Reproduce each line exactly.

[START OF Data provided]

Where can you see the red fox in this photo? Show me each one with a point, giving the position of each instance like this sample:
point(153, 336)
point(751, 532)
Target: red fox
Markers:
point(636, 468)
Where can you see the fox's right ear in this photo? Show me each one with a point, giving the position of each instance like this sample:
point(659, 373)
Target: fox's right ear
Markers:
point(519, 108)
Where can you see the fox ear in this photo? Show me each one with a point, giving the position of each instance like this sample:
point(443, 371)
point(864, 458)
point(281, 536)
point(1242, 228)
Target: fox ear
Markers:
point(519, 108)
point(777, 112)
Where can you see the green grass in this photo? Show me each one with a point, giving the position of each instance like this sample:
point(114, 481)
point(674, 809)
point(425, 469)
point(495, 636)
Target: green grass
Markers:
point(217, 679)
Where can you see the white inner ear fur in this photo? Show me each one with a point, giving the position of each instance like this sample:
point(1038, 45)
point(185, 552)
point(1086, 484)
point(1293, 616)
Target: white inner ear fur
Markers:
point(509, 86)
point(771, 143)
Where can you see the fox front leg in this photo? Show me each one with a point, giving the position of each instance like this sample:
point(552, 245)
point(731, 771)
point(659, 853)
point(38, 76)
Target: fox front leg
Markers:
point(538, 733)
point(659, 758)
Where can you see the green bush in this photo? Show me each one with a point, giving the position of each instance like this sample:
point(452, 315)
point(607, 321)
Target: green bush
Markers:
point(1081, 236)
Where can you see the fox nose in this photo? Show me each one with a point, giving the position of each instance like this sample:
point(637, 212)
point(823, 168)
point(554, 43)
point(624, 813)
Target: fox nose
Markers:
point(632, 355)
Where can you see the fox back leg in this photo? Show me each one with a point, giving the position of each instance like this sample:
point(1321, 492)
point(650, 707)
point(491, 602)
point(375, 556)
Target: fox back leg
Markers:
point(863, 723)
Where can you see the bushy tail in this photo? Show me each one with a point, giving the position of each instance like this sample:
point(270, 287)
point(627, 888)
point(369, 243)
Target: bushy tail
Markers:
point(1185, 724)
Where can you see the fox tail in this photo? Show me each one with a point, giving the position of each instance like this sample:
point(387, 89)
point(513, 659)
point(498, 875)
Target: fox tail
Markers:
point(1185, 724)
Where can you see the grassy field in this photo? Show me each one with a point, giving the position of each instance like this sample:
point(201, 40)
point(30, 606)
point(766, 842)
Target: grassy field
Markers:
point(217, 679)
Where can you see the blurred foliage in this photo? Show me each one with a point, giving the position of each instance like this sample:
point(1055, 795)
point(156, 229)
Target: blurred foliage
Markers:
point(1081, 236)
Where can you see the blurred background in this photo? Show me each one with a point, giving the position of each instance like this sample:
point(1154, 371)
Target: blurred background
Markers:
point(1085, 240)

[END OF Data provided]

# [Finished task]
Where can you see the red fox in this photo? Show me each one with a point, giving the position of each instance like this sample:
point(153, 336)
point(751, 532)
Target: red fox
Markers:
point(636, 468)
Where can you see the fox's right ear in this photo? Show me each one with a point, giving the position of each instance like this sample:
point(659, 373)
Target: fox's right ear
Markers:
point(519, 108)
Where can you see the fox ear in this photo? Show me each one with a point, giving the position of each instance like this sample:
point(443, 371)
point(864, 458)
point(281, 536)
point(1242, 228)
Target: fox ear
Markers:
point(519, 108)
point(777, 112)
Where can you see the green grass in this photo? Show me each one with a point, giving the position of each instance like this sample:
point(114, 481)
point(674, 809)
point(425, 469)
point(495, 636)
Target: green grass
Markers:
point(217, 679)
Where can you see the white inner ear fur in this photo? Show me each one with a point, giving the position of each instance like this sample:
point(1038, 45)
point(185, 552)
point(1086, 484)
point(1293, 616)
Target: white inner ear fur
Markers:
point(509, 86)
point(771, 143)
Where can you see the fox front leg in this photo? Show me each one with a point, giving the position of each instance like this sample:
point(552, 245)
point(731, 771)
point(659, 853)
point(38, 76)
Target: fox front leg
Markers:
point(538, 733)
point(659, 758)
Where can you see the green bush in this photo? Show me each one with a point, giving the position of each instance like this sample:
point(452, 315)
point(607, 321)
Target: green bush
Markers:
point(1081, 236)
Where can you see the fox nose in this photo? Show me each one with a point, giving the position of each instance like this sample:
point(637, 212)
point(823, 168)
point(554, 43)
point(624, 813)
Target: fox nose
Markers:
point(632, 355)
Where can you see the fox back leg in this photo? Show me each one with a point, giving the position of each instance like this sample:
point(1321, 492)
point(650, 707)
point(491, 602)
point(375, 556)
Target: fox back leg
Markers:
point(863, 723)
Where can you see the bushy tail in this photo? Show me each one with a point, giving the position of each instance like this sample:
point(270, 287)
point(627, 888)
point(369, 243)
Target: bushy tail
Markers:
point(1185, 724)
Where can you see the fox tail in this photo? Show me each one with a point, giving the position of each instance like this sample:
point(387, 89)
point(513, 659)
point(498, 875)
Target: fox tail
Markers:
point(1185, 724)
Where can you see the grassy field in this photo? Show me each one with a point, giving the position of each instance like this sample:
point(201, 40)
point(30, 606)
point(766, 842)
Target: grassy field
Markers:
point(217, 679)
Where can you see the blurred foliage in this photo? Show me each one with a point, giving the position of each instance like this sample:
point(1055, 795)
point(156, 229)
Target: blurred foliage
Markers:
point(1081, 236)
Where can you see the blurred background in this photo? Show me each one with a point, giving the position of each instance like this sample:
point(1154, 371)
Target: blurred background
Markers:
point(1085, 240)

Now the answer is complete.